***** GIVEN TEXT *****

Question from Councillor Max Wilkinson to the Cabinet Member Corporate Services, Councillor Alex Hegenbarth


The Standards Committee has recommended that mandatory training in matters relating to diversity be given to all members. Can the appropriate cabinet member give an update on when this will be delivered?


Response from Cabinet Member


The training brief is currently being developed and will be issued to prospective training providers by the end of July.  During August we will evaluate the training proposals in consultation with the Chair of the Standards Committee with the aim of commencing training from mid-September.  Group Leaders have the responsibility of ensuring members attend the training.  Completion of the training will be reported back at a future Council meeting


Question from Councillor Max Wilkinson to the Cabinet Member Housing, Councillor Peter Jeffries


Will the cabinet member for housing give an update on our £100million housing investment plans?



Response from Cabinet Member


Our plans to invest £100m to provide quality homes and promote sustainable communities are progressing well. The delivery of new homes remains a key priority for CBC and CBH and forms part of our economic recovery plan to invest in the town and provide much needed, high quality homes. The emerging ‘New Homes and Regeneration Strategy’ is really taking shape and outlines our broader strategy for increasing housing across a variety of tenures (affordable and private rented) in Cheltenham in addition to a continued focus on our existing stock and significant regeneration plans. The strategy will ensure we are focused on delivering a ‘step change’ in the provision of new homes up to 2025. This strategy will be supported by a comprehensive Communications Plan which we will use as an opportunity to showcase our achievements along the way.  


Despite the recent challenges resulting from the COVID-19 pandemic, we have made significant progress over the last few months including the following:


  • The sites at Monkscroft Villas and Holy Name Hall are now back up and running following a short closure due to COVID-19. These two sites will be completed within the next year to provide 35 new affordable homes for shared ownership and for rent.

*****

**DIRECTIONS:**
A - Print the section of the council questions and responses starting at "Despite the recent" and ending at "and for rent.".
B - In the council questions and responses, by when will the training brief be issued to prospective training providers?
C - Write the next part of the council questions and responses, picking up after its last sentence.

***** INFORMATION GIVEN *****

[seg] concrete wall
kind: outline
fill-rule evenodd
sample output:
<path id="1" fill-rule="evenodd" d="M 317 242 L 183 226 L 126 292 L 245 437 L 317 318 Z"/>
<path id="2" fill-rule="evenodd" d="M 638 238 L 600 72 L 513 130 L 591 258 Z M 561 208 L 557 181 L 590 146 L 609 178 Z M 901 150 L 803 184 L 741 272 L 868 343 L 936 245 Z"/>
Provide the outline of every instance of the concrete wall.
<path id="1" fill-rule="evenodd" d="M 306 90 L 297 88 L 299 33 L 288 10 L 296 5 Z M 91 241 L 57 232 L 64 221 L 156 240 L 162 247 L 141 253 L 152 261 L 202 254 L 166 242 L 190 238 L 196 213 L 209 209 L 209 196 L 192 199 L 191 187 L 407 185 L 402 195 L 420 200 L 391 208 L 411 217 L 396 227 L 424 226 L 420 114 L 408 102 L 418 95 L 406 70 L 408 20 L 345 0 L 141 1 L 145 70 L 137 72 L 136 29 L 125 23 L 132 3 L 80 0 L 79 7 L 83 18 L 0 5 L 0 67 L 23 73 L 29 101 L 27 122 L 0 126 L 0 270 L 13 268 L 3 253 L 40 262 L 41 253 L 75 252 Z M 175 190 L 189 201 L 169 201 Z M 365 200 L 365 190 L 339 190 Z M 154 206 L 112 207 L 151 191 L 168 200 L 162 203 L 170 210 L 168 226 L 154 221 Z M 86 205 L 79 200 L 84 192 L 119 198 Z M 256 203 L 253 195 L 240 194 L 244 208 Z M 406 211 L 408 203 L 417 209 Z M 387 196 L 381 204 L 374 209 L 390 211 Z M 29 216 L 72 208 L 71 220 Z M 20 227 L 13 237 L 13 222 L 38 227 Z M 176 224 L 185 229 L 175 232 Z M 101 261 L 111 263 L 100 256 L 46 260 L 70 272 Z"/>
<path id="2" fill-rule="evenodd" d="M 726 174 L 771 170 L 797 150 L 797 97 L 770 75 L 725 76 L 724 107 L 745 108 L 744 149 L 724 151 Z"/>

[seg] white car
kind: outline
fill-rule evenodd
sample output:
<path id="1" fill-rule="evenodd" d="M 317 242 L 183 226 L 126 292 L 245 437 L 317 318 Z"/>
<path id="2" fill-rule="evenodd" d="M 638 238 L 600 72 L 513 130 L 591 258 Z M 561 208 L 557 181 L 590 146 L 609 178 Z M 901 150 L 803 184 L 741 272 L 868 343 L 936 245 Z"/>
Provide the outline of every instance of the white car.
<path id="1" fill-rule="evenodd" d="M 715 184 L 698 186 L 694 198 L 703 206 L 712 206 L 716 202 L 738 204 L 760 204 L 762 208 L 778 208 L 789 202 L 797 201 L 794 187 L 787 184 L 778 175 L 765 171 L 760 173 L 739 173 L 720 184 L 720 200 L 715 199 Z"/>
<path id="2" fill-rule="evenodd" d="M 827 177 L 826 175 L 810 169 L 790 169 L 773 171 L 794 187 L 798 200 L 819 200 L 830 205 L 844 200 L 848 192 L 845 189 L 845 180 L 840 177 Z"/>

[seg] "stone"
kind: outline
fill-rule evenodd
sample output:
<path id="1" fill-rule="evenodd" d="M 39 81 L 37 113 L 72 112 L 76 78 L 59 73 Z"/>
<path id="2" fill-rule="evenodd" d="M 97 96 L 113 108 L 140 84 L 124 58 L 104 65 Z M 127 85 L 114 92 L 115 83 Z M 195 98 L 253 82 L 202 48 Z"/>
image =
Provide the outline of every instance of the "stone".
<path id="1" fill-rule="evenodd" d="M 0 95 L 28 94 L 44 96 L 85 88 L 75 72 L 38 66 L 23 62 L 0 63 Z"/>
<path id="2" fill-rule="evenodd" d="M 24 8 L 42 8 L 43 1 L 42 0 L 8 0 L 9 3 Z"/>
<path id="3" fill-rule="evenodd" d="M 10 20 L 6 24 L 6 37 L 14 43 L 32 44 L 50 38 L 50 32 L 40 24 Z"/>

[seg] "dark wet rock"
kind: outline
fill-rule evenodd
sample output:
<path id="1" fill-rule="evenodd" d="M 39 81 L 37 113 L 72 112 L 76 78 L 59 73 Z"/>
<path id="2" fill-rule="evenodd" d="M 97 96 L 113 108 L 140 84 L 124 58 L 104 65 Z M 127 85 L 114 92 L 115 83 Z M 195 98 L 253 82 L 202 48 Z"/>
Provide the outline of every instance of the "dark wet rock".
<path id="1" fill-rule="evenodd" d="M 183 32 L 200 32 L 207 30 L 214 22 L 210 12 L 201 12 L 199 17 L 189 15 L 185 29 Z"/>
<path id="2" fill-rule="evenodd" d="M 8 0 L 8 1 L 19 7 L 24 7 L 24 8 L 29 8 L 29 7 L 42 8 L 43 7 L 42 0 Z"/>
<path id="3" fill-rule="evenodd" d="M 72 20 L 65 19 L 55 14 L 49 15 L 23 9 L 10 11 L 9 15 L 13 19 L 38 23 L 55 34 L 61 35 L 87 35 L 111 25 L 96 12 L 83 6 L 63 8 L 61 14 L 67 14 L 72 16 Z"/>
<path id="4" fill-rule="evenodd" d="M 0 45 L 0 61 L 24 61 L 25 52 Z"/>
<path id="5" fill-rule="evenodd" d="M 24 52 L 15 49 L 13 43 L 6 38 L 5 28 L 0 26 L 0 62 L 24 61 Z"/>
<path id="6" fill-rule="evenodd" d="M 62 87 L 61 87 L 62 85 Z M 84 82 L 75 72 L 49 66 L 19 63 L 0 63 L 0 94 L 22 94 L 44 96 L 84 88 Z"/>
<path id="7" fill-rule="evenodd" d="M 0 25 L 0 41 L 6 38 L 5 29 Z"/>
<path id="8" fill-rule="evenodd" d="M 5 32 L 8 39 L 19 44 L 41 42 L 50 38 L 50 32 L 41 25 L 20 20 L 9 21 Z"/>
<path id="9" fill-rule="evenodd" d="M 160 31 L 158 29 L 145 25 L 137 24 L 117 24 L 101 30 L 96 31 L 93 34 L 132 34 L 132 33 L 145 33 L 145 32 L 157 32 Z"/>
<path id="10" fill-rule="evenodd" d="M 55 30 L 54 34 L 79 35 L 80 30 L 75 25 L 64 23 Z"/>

*****

**PER-TASK OUTPUTS:**
A -
Despite the recent challenges resulting from the COVID-19 pandemic, we have made significant progress over the last few months including the following:


  • The sites at Monkscroft Villas and Holy Name Hall are now back up and running following a short closure due to COVID-19. These two sites will be completed within the next year to provide 35 new affordable homes for shared ownership and for rent.

B - By the end of July.

C -
  • We have fostered new relationships with a variety of agents and developer partners which has led to us securing 33 new homes across three S106 sites.  
  • We completed 27 individual property acquisitions last year and are working to deliver a further 25 this financial year, demonstrating our ability to break the mould and bring about the delivery of new affordable housing in innovative ways.  
  • We have agreed Heads of Terms to acquire two sites which collectively will provide a further circa 90 new homes.
  • The activity above equates to over £35m of investment to provide in excess of 200 homes.
  • We are now in the position to reinvigorate our private rented venture. Much work has already been done to prepare ourselves for implementation, including the development of vibrant new branding to ensure that our enterprise has a great look and feel ahead of delivery. We are currently assessing the impact of Covid-19 on the market with a view to acquiring our first private rented home in the coming months.
  • We continue to pursue other new opportunities and now have an active pipeline of opportunities that we are continuing to assess and progress.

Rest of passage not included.